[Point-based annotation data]
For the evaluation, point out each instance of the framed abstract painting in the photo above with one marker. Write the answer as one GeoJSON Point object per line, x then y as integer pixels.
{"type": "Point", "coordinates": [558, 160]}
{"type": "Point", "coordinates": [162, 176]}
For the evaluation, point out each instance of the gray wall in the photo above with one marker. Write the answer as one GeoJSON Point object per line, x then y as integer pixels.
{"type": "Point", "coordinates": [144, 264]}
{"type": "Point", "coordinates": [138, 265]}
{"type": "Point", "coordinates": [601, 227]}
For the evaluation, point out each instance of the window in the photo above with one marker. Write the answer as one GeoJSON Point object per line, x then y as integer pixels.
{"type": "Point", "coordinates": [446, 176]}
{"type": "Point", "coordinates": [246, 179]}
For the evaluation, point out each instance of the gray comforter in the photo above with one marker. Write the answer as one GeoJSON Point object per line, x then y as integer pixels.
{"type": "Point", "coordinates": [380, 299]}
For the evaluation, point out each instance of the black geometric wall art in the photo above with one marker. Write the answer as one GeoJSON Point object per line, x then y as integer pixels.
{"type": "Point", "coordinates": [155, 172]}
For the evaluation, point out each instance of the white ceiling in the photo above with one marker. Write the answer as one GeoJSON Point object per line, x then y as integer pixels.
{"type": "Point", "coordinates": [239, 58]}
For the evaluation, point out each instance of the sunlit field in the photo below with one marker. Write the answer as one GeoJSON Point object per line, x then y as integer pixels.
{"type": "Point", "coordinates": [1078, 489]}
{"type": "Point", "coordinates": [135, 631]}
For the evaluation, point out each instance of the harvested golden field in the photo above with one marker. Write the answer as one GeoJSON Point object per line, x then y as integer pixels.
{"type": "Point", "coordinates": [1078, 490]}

* **The exercise**:
In the entries above, take the line containing "For the evaluation, point out each instance of the window" and each later line through the last, and repeat them exactly. Output nothing else.

* **Response to this task**:
For the evaluation, point out each instance of the window in the photo above with one marker. Write the answer as one GeoJSON Point object per line, x then y as integer pixels.
{"type": "Point", "coordinates": [446, 176]}
{"type": "Point", "coordinates": [246, 179]}
For the evaluation, point out each instance of the gray comforter in the photo above with one marker. Write the answer as one GeoJSON Point object per line, x then y as integer pixels.
{"type": "Point", "coordinates": [380, 299]}
For the evaluation, point out each instance of the black geometric wall art in the photo above with one marker. Write the answer as one GeoJSON Point object per line, x then y as integer pixels.
{"type": "Point", "coordinates": [155, 172]}
For the evaluation, point out each instance of the white ceiling in the photo above with one marker. Write the answer as one GeoJSON Point object per line, x then y as integer pixels.
{"type": "Point", "coordinates": [239, 58]}
For the evaluation, point out each instance of the sunlit field in the photo below with one marker. Write the answer as one GeoJSON Point object per line, x then y as integer pixels.
{"type": "Point", "coordinates": [1078, 489]}
{"type": "Point", "coordinates": [135, 631]}
For the evaluation, point out each instance of the harvested golden field in the photo above with one marker. Write the answer as one GeoJSON Point object per line, x then y as integer pixels.
{"type": "Point", "coordinates": [1078, 490]}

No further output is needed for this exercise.